• _REQUIRED WORK_
Should pictures appear among the records, leave them out, and copy exactly only the lines from the first through the one with "TARGET = green conifer tree", inclusive.

• _RECORD EXCERPTS_
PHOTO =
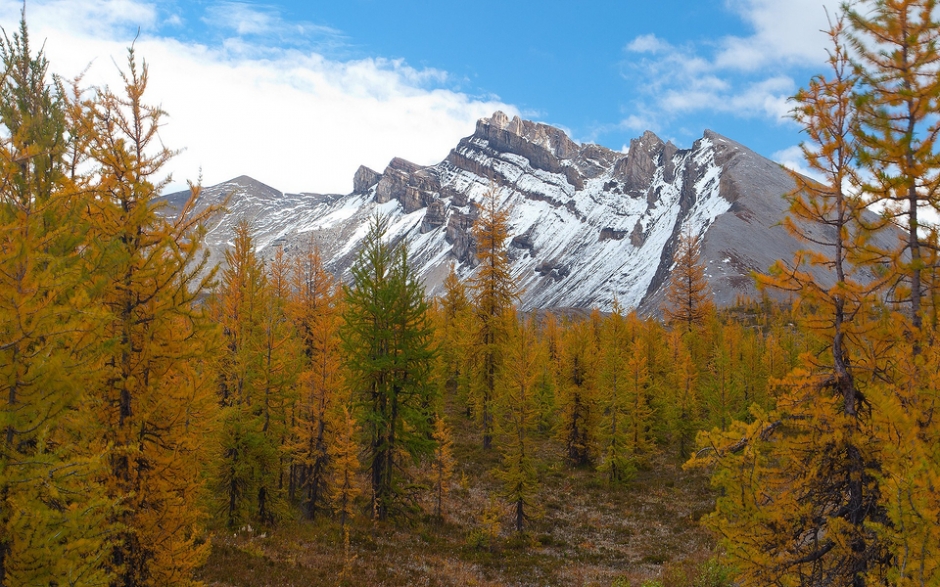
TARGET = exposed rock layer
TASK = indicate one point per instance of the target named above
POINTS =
(588, 225)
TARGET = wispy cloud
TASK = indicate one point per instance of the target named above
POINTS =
(243, 19)
(287, 115)
(733, 74)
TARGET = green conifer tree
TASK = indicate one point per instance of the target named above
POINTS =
(386, 336)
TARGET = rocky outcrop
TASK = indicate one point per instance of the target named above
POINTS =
(364, 179)
(587, 225)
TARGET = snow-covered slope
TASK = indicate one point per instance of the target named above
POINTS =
(587, 226)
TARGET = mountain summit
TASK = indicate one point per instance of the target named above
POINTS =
(588, 225)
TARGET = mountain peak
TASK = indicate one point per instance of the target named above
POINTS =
(587, 225)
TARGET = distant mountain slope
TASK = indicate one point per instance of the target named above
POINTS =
(588, 225)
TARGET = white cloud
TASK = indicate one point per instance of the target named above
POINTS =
(792, 158)
(291, 118)
(784, 32)
(731, 75)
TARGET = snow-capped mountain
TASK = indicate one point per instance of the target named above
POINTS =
(588, 225)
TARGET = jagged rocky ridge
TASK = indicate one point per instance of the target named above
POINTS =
(588, 225)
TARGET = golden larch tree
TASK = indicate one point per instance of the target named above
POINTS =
(494, 294)
(316, 311)
(689, 297)
(53, 510)
(155, 404)
(800, 498)
(518, 414)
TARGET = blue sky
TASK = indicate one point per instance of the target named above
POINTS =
(298, 94)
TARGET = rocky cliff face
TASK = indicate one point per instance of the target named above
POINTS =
(588, 225)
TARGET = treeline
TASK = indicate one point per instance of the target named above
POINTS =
(148, 400)
(837, 484)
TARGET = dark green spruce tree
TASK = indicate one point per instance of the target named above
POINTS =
(387, 340)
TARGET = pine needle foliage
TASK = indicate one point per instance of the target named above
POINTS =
(494, 295)
(689, 297)
(155, 404)
(386, 338)
(518, 417)
(54, 525)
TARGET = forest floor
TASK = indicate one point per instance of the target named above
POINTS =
(583, 532)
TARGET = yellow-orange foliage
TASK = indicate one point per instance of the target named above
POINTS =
(316, 311)
(800, 500)
(494, 294)
(154, 404)
(689, 297)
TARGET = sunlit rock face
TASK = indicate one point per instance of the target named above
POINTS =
(588, 225)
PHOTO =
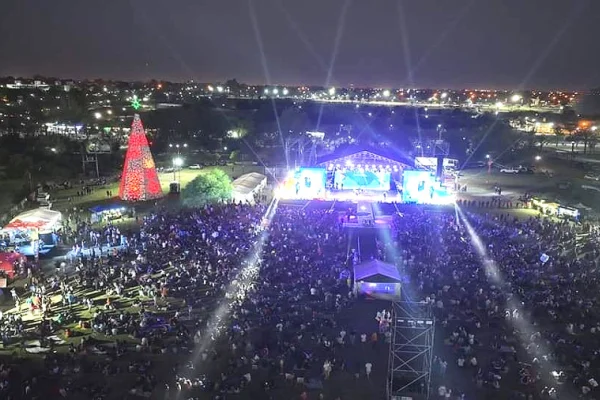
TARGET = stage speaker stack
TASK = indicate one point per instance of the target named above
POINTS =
(439, 172)
(174, 188)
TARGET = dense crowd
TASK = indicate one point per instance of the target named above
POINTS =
(515, 302)
(233, 301)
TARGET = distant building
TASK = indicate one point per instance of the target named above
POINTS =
(37, 84)
(588, 105)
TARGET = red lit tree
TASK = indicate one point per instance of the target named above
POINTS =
(139, 180)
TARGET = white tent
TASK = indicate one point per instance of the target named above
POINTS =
(377, 279)
(247, 185)
(42, 219)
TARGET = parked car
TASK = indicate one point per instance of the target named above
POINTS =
(42, 196)
(45, 204)
(509, 170)
(527, 170)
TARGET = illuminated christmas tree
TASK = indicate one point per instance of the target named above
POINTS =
(139, 180)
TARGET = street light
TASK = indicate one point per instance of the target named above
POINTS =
(177, 163)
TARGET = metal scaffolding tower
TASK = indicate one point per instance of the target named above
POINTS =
(411, 351)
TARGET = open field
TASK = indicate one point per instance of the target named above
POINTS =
(99, 196)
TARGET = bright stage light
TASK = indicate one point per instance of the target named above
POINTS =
(178, 161)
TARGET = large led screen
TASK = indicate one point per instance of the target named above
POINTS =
(421, 187)
(362, 179)
(309, 182)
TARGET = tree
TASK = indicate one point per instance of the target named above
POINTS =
(210, 186)
(558, 133)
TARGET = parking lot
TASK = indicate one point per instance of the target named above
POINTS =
(553, 181)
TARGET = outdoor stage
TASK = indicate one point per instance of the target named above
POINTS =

• _OUTPUT FOR THIS TASK_
PHOTO =
TARGET = exposed rock layer
TASK = indicate one point per instance of the target named above
POINTS =
(588, 225)
TARGET = wispy cloud
TASK = indicate one point per instance of the target named above
POINTS =
(243, 19)
(287, 115)
(733, 74)
TARGET = green conifer tree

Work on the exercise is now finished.